** Begin Dataset extract **
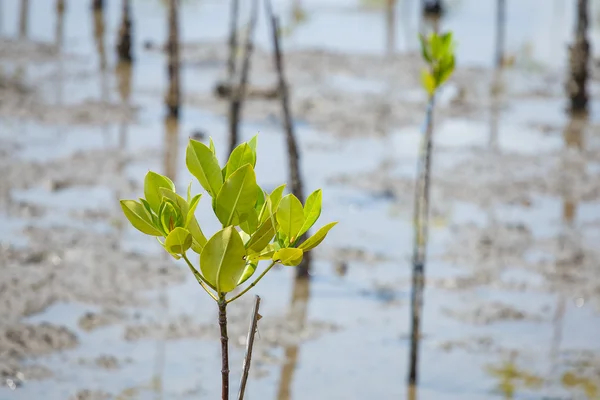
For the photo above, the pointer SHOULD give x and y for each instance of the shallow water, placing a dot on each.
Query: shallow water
(499, 317)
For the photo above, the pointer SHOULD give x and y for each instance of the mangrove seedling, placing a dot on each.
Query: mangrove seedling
(256, 226)
(438, 53)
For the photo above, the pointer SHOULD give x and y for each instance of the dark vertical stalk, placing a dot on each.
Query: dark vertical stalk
(298, 311)
(173, 94)
(302, 270)
(421, 226)
(124, 41)
(60, 25)
(391, 26)
(500, 31)
(579, 54)
(24, 19)
(239, 93)
(249, 346)
(224, 349)
(235, 5)
(97, 5)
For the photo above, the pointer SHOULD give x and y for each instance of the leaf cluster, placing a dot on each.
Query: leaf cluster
(256, 225)
(438, 52)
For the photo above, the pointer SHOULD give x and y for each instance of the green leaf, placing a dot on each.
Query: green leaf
(192, 209)
(222, 260)
(290, 217)
(317, 238)
(152, 185)
(250, 222)
(312, 211)
(262, 237)
(237, 196)
(248, 272)
(139, 217)
(271, 203)
(260, 201)
(203, 164)
(178, 241)
(239, 157)
(252, 143)
(290, 257)
(170, 216)
(425, 48)
(428, 82)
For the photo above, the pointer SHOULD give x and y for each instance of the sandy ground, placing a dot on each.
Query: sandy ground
(77, 256)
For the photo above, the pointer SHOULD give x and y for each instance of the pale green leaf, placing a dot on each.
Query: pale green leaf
(290, 217)
(250, 222)
(290, 257)
(237, 196)
(428, 82)
(139, 217)
(203, 164)
(262, 237)
(317, 238)
(239, 157)
(222, 260)
(271, 203)
(248, 272)
(312, 211)
(192, 209)
(153, 182)
(178, 241)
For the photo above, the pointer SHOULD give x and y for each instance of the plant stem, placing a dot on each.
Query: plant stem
(239, 93)
(205, 285)
(249, 346)
(421, 225)
(243, 292)
(224, 347)
(302, 270)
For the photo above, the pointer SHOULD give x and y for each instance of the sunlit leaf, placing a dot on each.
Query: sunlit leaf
(428, 82)
(248, 272)
(170, 216)
(312, 211)
(222, 260)
(271, 203)
(203, 164)
(250, 221)
(178, 241)
(139, 217)
(290, 257)
(239, 157)
(152, 185)
(262, 237)
(290, 217)
(317, 238)
(237, 196)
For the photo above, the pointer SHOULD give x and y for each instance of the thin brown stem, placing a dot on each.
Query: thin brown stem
(421, 226)
(302, 270)
(238, 94)
(224, 348)
(243, 292)
(235, 5)
(172, 98)
(249, 346)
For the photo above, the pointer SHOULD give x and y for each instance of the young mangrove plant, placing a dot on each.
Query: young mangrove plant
(256, 226)
(438, 53)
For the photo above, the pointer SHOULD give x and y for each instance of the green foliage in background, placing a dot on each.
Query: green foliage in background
(438, 52)
(255, 225)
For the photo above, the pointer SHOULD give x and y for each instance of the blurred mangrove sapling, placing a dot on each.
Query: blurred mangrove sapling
(438, 53)
(256, 225)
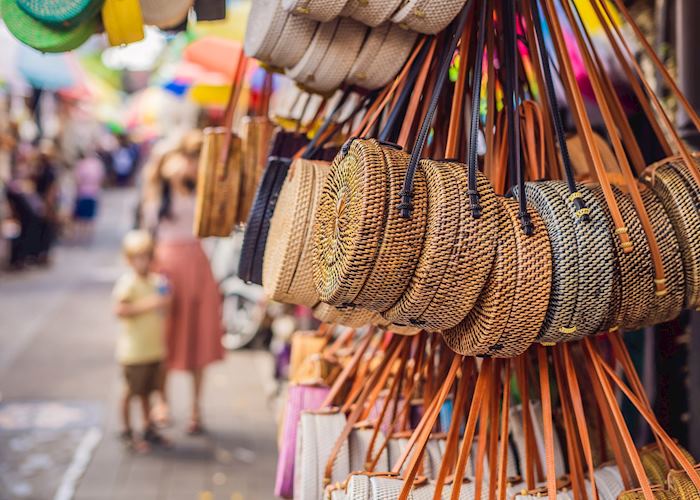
** End Dataset extract **
→ **Problem details**
Reproduce every item above word for word, leaving out the pictures.

→ **In response**
For the photo above, the pointer SHOULD give x and y for each instance of the shallow water, placing a dot on each.
Query: shallow water
(499, 317)
For the photo above, the pointer SHOULD give x and y for each instance of the mangrove seedling, placing a dot on each.
Query: mangrove seedling
(256, 226)
(438, 53)
For the photo above, the pointer SHOULD give x and y for each instance of the dark vertical stalk, placing a dot on each.
Query: dark vertical stalk
(298, 311)
(173, 94)
(302, 270)
(421, 226)
(124, 41)
(60, 25)
(391, 26)
(500, 31)
(579, 54)
(24, 19)
(239, 93)
(249, 346)
(224, 349)
(235, 5)
(97, 5)
For the photo above, the pointer SHOULD give x and y for each instance of the leaf cluster, placing a dot on each.
Query: leaf cluster
(256, 225)
(438, 52)
For the photo above, the pointer SHOULD give x and y for each instance of the green leaf, placing a dot on each.
Query: green leaf
(192, 209)
(222, 260)
(290, 217)
(317, 238)
(152, 185)
(250, 222)
(312, 211)
(262, 237)
(237, 196)
(248, 272)
(139, 217)
(271, 203)
(260, 201)
(203, 164)
(178, 241)
(239, 157)
(252, 143)
(290, 257)
(170, 216)
(425, 48)
(428, 82)
For the photo above, the pointer SHOULD give x and y for each instance of the sandy ground, placing a dot on each.
Query: sandy ground
(77, 256)
For the photo above, the pointer SHOULD give x and y for each instance of the pale green leaf, placing a dot on each.
Query: pale green leaf
(290, 217)
(250, 222)
(290, 257)
(237, 196)
(428, 82)
(139, 217)
(203, 164)
(262, 237)
(317, 238)
(239, 157)
(222, 260)
(271, 203)
(248, 272)
(312, 211)
(192, 209)
(153, 182)
(178, 241)
For the photo above, the pointer SHOULD give x and y for each instance of the plant stem, placing a dot on each.
Query: plant stem
(239, 93)
(205, 285)
(249, 346)
(421, 225)
(243, 292)
(224, 347)
(302, 270)
For the photo above, the pointer SHOULD give x and y for each instance of the sunlit leaf, placing a dot on each.
Query: sunlit leaf
(428, 82)
(248, 272)
(170, 216)
(312, 211)
(222, 260)
(271, 203)
(203, 164)
(250, 221)
(178, 241)
(139, 217)
(290, 257)
(239, 157)
(152, 185)
(262, 237)
(290, 217)
(317, 238)
(237, 196)
For the photo above, the pointer SHOULD give x and y for each instance of the thin brown stem, placing a dot on each.
Query: thin brown stem
(421, 226)
(302, 270)
(238, 94)
(224, 348)
(243, 292)
(235, 5)
(172, 98)
(249, 346)
For the photo above, the pointer SHOULD give x and y for each instance of the young mangrove plant, placing a dot on each.
Query: young mangrove plant
(256, 226)
(438, 53)
For the photo above, the pointer SHOULD give x and y for each instance of the green foliage in background, placing a dot on each.
Query: green foliage in background
(438, 52)
(255, 225)
For the photo above, the pointer SHOULD give x and y for each instance of the blurred mangrove sapling, placing a dot on each.
Query: blurred mangrove sapling
(438, 53)
(256, 225)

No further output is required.